··· Records shown

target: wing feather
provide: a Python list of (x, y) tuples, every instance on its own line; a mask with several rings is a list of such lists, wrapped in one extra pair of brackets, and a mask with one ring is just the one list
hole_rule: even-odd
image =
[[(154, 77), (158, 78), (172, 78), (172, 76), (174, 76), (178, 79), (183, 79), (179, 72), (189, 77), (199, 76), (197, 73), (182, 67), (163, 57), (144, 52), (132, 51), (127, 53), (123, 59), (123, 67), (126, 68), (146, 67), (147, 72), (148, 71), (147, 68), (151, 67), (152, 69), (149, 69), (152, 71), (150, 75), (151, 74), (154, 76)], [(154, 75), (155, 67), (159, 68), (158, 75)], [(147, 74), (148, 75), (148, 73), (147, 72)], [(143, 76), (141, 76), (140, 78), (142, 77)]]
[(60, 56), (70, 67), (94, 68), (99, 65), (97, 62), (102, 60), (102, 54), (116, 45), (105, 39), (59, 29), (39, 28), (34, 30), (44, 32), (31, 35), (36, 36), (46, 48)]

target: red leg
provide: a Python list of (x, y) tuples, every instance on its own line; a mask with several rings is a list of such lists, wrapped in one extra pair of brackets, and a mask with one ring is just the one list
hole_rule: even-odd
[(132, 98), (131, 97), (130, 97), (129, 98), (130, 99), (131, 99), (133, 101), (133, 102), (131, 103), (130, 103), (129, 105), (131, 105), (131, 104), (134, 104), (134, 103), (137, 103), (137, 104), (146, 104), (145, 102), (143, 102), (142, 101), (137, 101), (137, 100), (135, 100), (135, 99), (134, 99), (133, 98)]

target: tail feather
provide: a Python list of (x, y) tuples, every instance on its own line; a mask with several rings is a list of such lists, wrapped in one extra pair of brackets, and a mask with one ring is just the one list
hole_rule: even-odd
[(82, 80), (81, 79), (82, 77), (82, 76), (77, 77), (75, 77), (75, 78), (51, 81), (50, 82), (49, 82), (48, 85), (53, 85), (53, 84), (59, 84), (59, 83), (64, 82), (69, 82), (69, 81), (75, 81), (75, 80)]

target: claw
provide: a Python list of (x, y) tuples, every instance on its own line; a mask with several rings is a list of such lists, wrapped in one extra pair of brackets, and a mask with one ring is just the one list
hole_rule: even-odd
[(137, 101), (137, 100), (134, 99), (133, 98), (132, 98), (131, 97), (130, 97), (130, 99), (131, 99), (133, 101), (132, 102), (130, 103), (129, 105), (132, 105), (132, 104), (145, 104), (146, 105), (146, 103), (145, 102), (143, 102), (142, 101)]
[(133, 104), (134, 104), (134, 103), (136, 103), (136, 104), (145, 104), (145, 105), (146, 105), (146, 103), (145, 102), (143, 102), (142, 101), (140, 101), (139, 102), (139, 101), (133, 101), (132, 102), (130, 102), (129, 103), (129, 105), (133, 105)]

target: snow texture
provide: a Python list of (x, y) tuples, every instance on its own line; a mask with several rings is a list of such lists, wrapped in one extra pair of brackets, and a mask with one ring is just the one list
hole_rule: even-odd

······

# [Work to do]
Could you rescale the records from the line with "target: tail feather" up to and including the line with "81), (75, 80)]" and give all those lines again, requests included? Multiply every coordinate in the outlines by 1.05 and round to whole numbers, with halves rounded up.

# [Expected answer]
target: tail feather
provide: a Python list of (x, y) tuples, every instance on its own line; a mask with several rings is a list of such lists, wrapped in one extra pair of brackets, and a mask with one ring is just the one list
hole_rule: even-odd
[(86, 84), (85, 83), (86, 81), (86, 80), (81, 81), (79, 81), (79, 82), (54, 85), (53, 86), (51, 86), (50, 89), (56, 89), (56, 88), (62, 88), (62, 87), (67, 86), (72, 86), (72, 85), (79, 85), (79, 84)]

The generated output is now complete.